## Set exercise
Copy the records below word for word, leaving out the pictures.
-- start --
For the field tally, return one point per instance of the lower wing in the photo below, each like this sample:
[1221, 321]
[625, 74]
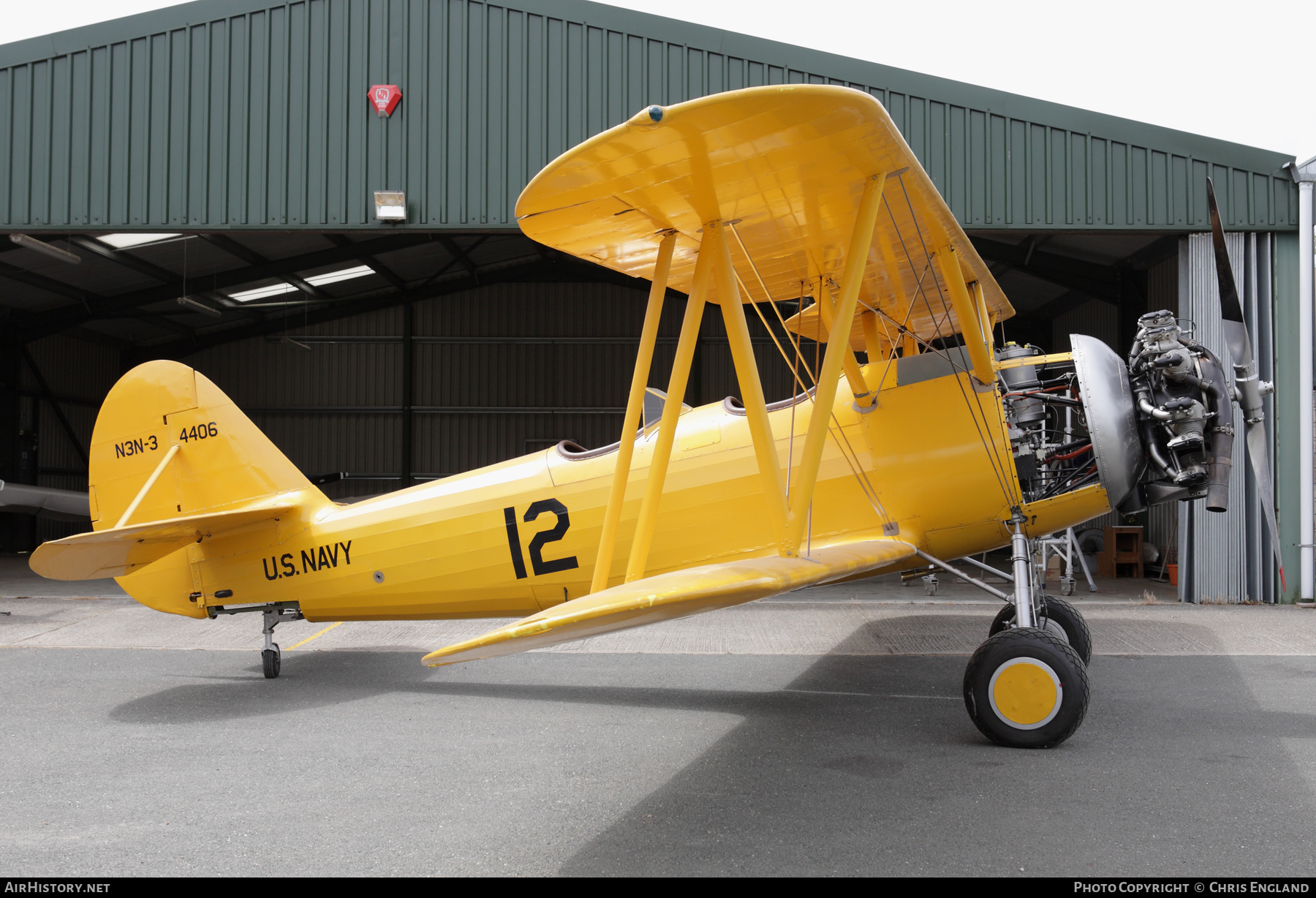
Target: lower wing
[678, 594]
-- end --
## Solution to this task
For the field tally, return one point per instance of the lower wing in the photo below, each like this sample:
[1221, 321]
[625, 74]
Target: lower wing
[678, 594]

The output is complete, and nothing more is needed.